Alabama Work Release Transportation, Medical and Drug Screen Costs Not “Incidental to Confinement”

by David M. Reutter

Alabama’s Supreme Court has held that the plain language of § 14-8-6, Ala. Code 1975 does not prohibit the Alabama Department of Corrections (ADOC) from collecting, over and above the 40% threshold established by that law, costs that are not incidental to a prisoner’s confinement – including transportation costs and fees stemming from participation in the prison system’s optional work-release program.

The December 6, 2013 ruling came in a class-action lawsuit that challenged the ADOC’s deduction of more than 40% of prisoners’ gross earnings for costs associated with transportation to employment, laundering work clothes, drug-testing fees and prisoner-initiated medical visits. [See: PLN, May 2008, p.38; July 2006, p.35]. Pursuant to § 14-8-6, Ala. Code 1975, the ADOC is authorized “to withhold up to 40% of an inmate’s work-release earnings for costs ‘incident to the inmate’s confinement.’”

• _Apply what you read_
1) On what date did the Alabama Supreme Court issue the ruling described in the article?
2) Duplicate the part of the article that opens with the words containing "Alabama Work Release" and closes with "optional work-release program.".
The entries below have no connection to the article.

• _Provided information_
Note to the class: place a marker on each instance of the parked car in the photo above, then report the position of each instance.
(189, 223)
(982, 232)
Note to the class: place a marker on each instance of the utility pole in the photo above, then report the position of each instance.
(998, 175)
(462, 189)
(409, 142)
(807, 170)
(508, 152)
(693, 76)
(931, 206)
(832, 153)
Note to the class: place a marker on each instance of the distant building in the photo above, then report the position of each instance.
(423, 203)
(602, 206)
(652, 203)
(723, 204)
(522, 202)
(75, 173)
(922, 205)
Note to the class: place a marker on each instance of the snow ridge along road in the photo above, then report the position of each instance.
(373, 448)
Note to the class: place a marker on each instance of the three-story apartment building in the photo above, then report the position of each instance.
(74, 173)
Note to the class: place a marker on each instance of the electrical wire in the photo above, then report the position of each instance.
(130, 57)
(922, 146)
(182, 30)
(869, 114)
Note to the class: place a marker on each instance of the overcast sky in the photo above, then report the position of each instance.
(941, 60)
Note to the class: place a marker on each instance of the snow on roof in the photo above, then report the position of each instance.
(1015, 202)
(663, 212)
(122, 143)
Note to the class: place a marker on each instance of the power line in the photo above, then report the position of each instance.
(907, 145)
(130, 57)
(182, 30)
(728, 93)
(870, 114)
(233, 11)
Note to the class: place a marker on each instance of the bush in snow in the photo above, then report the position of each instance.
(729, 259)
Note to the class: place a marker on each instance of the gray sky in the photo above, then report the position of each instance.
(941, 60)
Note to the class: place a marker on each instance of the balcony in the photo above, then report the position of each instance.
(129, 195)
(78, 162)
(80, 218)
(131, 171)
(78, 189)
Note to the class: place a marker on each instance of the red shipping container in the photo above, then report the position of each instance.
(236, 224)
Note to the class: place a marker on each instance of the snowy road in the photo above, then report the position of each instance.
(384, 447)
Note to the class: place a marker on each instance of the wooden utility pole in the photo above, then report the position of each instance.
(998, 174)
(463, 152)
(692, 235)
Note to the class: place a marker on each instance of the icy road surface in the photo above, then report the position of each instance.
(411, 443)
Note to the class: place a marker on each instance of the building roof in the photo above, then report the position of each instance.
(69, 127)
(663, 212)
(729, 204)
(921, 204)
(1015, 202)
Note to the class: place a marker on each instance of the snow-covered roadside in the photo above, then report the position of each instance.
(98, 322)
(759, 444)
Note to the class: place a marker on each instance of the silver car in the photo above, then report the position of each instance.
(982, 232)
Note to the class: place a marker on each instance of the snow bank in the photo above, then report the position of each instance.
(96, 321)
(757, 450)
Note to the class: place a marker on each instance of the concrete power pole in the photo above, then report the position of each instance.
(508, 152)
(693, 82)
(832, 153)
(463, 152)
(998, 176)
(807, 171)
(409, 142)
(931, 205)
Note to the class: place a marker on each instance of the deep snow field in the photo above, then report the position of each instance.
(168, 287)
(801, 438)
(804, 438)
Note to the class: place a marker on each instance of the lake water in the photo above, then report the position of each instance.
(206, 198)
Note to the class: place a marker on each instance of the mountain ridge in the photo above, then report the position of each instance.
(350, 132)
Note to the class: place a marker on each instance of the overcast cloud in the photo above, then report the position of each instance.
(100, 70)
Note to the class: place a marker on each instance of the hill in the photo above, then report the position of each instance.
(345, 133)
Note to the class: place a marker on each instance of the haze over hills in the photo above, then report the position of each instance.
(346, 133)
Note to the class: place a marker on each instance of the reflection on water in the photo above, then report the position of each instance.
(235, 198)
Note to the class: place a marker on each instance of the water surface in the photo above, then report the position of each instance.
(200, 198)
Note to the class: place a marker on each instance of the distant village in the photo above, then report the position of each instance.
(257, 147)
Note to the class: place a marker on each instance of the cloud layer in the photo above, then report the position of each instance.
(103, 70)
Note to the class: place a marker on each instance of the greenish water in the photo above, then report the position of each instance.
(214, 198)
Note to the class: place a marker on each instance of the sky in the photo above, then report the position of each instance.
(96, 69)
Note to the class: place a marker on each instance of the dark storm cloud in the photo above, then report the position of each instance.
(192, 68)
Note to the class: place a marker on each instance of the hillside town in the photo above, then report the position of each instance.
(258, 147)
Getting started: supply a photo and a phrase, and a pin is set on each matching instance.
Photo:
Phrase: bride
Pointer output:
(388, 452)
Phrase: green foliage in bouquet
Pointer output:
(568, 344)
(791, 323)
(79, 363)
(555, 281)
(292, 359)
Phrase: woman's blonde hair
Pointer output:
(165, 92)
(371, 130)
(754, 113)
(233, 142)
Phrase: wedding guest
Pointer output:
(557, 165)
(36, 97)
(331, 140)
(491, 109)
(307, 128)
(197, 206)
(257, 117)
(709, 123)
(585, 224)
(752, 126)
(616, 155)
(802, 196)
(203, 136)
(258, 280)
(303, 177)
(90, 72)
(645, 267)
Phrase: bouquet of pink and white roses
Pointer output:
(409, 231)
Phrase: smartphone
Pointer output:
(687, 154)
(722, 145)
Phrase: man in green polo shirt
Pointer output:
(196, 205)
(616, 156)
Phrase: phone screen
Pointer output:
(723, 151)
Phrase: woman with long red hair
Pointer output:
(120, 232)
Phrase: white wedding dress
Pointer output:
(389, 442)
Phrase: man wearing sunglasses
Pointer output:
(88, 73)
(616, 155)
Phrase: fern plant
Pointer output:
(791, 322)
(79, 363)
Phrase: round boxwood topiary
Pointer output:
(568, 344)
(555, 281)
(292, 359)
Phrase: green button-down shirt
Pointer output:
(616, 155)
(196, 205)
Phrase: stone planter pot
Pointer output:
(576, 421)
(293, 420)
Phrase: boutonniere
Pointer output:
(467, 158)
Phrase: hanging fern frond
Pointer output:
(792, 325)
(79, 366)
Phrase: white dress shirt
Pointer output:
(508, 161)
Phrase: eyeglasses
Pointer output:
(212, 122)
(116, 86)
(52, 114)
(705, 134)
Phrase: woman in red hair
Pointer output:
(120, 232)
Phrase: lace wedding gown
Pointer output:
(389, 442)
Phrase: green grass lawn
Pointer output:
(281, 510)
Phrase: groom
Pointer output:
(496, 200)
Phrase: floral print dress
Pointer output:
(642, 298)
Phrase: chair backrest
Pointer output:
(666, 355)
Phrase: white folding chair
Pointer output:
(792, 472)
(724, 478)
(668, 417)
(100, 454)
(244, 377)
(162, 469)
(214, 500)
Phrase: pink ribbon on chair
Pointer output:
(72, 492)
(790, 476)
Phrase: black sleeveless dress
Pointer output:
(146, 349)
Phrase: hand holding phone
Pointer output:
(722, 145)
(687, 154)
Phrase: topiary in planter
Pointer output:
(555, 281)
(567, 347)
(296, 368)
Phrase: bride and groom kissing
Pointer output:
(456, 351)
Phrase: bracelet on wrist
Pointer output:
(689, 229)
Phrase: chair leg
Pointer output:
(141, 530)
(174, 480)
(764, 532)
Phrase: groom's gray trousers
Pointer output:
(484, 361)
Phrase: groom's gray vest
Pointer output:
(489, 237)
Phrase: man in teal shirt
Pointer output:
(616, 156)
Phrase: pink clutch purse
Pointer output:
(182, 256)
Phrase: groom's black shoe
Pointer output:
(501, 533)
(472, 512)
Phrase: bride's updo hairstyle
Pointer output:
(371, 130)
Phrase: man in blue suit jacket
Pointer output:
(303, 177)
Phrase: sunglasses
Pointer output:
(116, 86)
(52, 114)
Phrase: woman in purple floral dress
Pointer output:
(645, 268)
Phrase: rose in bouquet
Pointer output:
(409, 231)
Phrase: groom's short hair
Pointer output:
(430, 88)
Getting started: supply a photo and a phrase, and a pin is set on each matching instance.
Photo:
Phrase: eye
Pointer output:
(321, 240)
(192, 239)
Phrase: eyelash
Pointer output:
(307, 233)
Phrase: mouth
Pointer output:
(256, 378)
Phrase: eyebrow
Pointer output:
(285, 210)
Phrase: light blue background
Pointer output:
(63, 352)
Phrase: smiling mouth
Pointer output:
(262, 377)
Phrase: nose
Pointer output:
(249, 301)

• _Task-by-task outputs_
1) December 6, 2013.

2)
Alabama Work Release Transportation, Medical and Drug Screen Costs Not “Incidental to Confinement”

by David M. Reutter

Alabama’s Supreme Court has held that the plain language of § 14-8-6, Ala. Code 1975 does not prohibit the Alabama Department of Corrections (ADOC) from collecting, over and above the 40% threshold established by that law, costs that are not incidental to a prisoner’s confinement – including transportation costs and fees stemming from participation in the prison system’s optional work-release program.